*提供された本文*

ああ、この人は生きることに疲れてしまったんだ、と。
のぶを追い詰め、全て奪おうとする彼の「身内」を憎いと思った。
のぶは福岡に産まれた。
2900グラムくらい、A型。
もっとも、そんな基本情報も、長じてから実母と連絡を取っていた時期に初めて知ったそうだ。
何故なら、のぶが4つのころ両親は離婚し、のぶは父親に引き取られたから。
離婚理由の言い分は父母の間で認識が異なる。
母は「こどもをおろせと言われたから。」とのぶに説明した。
父は「いつもいつも家にいないから。」とのぶに説明した。
どちらにしても、甘えたかった年頃にのぶは家庭を失った。
だからのぶは今でも甘えかたが下手くそだ。
急に料理のレシピの話をしだしたり、好きな歴史の話をしだしたり、私がわからないと言うと、「もういいっ」と拗ねてしばらく連絡がつかなくなる。
知り合って間もないころは、正直のぶが何をしたいのかよくわからなかった。
最近になって、「これがのぶの甘えかたなんだ」とわかるようになってきた。
そんな不器用なのぶの甘えを、今は少し可愛いと思っている。
のぶの実父は、私に言わせればクソガキだ。

(画像内の物体位置の記録)

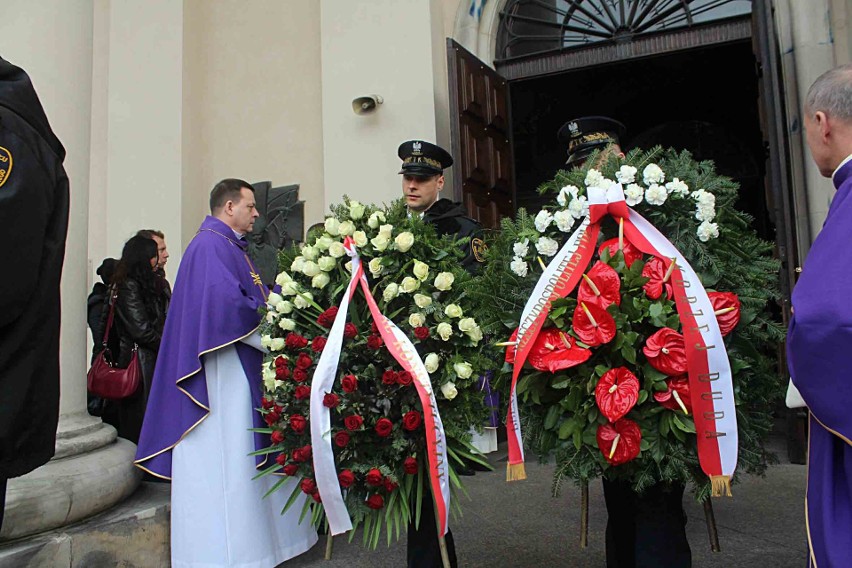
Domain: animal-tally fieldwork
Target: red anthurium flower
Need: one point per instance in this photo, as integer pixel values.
(727, 308)
(593, 324)
(677, 398)
(555, 350)
(619, 442)
(631, 253)
(666, 352)
(601, 286)
(617, 392)
(657, 270)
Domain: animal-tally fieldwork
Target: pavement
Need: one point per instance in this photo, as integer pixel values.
(520, 524)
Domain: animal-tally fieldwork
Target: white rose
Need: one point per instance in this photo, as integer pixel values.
(336, 249)
(464, 370)
(326, 263)
(444, 281)
(432, 361)
(656, 195)
(521, 248)
(421, 270)
(332, 226)
(409, 284)
(453, 311)
(404, 241)
(564, 221)
(375, 266)
(566, 194)
(707, 231)
(449, 390)
(652, 174)
(380, 242)
(633, 194)
(303, 300)
(626, 174)
(356, 210)
(546, 246)
(579, 207)
(519, 266)
(677, 186)
(593, 178)
(543, 220)
(391, 292)
(320, 280)
(376, 219)
(360, 238)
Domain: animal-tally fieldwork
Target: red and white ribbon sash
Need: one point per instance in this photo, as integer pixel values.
(711, 389)
(406, 355)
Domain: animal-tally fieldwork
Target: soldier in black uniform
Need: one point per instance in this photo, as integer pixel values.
(645, 529)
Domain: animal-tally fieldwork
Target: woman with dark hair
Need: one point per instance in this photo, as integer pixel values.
(140, 314)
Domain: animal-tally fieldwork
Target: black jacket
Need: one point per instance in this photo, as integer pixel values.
(451, 219)
(33, 225)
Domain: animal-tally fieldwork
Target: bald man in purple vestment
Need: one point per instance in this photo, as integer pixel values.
(203, 401)
(819, 341)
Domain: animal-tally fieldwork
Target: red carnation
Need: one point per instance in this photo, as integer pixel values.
(727, 308)
(593, 325)
(341, 439)
(318, 344)
(330, 400)
(678, 389)
(617, 392)
(346, 478)
(421, 333)
(666, 352)
(656, 269)
(350, 331)
(298, 423)
(353, 422)
(619, 442)
(374, 477)
(601, 286)
(411, 420)
(389, 377)
(308, 485)
(295, 341)
(383, 427)
(555, 350)
(375, 342)
(302, 392)
(404, 378)
(349, 383)
(375, 502)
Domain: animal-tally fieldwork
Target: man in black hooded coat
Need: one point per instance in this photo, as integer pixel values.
(34, 222)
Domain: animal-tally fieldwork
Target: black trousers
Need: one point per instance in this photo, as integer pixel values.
(423, 549)
(647, 530)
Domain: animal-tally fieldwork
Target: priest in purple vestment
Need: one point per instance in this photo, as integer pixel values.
(819, 340)
(203, 402)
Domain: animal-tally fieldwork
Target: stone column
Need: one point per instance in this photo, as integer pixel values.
(91, 470)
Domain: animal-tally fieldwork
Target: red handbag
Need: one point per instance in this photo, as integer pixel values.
(106, 380)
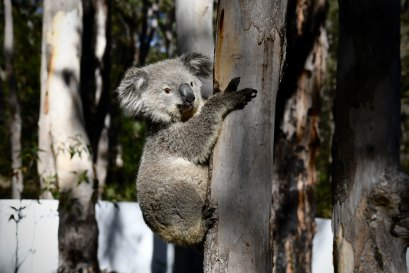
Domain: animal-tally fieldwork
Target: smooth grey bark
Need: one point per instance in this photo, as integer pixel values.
(370, 209)
(77, 232)
(296, 137)
(14, 122)
(251, 44)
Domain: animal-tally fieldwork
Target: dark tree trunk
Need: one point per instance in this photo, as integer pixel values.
(95, 93)
(296, 139)
(370, 212)
(250, 43)
(14, 122)
(63, 124)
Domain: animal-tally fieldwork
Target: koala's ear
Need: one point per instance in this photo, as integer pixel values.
(198, 64)
(130, 90)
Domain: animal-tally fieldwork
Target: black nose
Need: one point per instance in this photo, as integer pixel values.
(186, 93)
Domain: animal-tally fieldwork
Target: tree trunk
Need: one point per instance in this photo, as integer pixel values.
(194, 28)
(250, 43)
(77, 233)
(102, 118)
(296, 139)
(370, 212)
(95, 82)
(14, 122)
(46, 162)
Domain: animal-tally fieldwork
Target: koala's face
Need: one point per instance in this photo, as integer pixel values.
(167, 91)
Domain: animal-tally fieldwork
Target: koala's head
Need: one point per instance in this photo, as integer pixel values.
(167, 91)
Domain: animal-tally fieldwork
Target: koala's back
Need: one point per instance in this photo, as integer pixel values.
(171, 193)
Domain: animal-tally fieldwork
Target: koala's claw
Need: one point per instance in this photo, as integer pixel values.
(233, 84)
(249, 93)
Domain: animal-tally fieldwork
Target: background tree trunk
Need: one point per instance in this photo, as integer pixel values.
(250, 43)
(370, 213)
(14, 122)
(194, 28)
(77, 233)
(46, 162)
(296, 137)
(95, 93)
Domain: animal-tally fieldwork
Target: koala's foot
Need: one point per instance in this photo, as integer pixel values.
(209, 216)
(243, 96)
(233, 84)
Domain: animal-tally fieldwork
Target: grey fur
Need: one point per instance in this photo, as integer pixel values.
(173, 174)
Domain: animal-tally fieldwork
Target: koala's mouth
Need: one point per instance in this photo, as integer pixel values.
(184, 108)
(187, 111)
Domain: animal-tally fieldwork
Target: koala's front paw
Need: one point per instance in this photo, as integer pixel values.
(233, 84)
(242, 97)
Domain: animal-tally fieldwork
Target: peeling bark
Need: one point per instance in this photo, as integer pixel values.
(250, 43)
(14, 122)
(77, 233)
(370, 203)
(297, 138)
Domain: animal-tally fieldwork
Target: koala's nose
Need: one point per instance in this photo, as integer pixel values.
(186, 93)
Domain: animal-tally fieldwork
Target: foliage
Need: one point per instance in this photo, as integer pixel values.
(27, 20)
(323, 194)
(127, 22)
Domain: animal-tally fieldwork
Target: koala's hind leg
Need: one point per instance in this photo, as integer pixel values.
(179, 210)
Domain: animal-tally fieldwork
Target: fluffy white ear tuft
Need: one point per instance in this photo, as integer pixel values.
(130, 90)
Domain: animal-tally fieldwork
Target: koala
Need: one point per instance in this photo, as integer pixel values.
(182, 129)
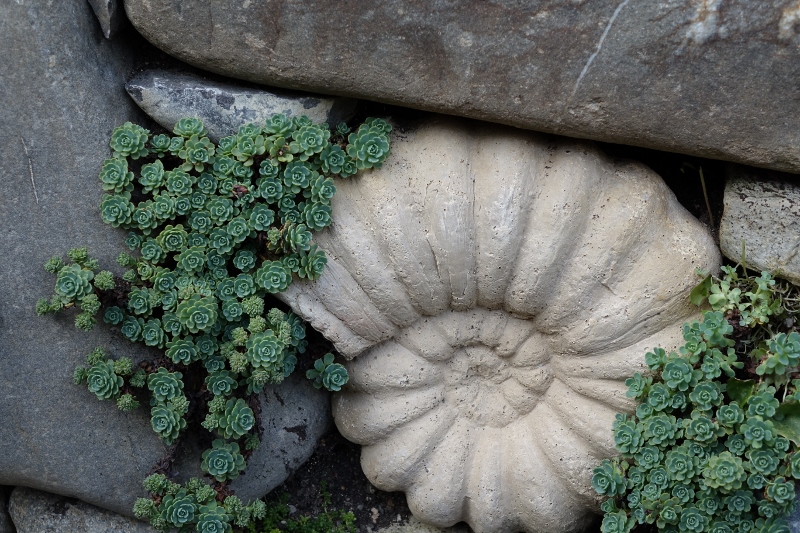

*課題 A*
のぶについての本文によると、両親が離婚したとき、のぶはいくつでしたか。
*課題 B*
のぶについての本文から、"父は「いつもいつも家にいないから。」とのぶに説明した。"という語句を含むところで始まり"知り合って間もないころは、正直のぶが何をしたいのかよくわからなかった。"で終わる部分を、一字も変えずに繰り返してください。
これらの記録は本文の内容とは関係ありません。

*期待される出力 A*
4つのころです。

*期待される出力 B*
父は「いつもいつも家にいないから。」とのぶに説明した。
どちらにしても、甘えたかった年頃にのぶは家庭を失った。
だからのぶは今でも甘えかたが下手くそだ。
急に料理のレシピの話をしだしたり、好きな歴史の話をしだしたり、私がわからないと言うと、「もういいっ」と拗ねてしばらく連絡がつかなくなる。
知り合って間もないころは、正直のぶが何をしたいのかよくわからなかった。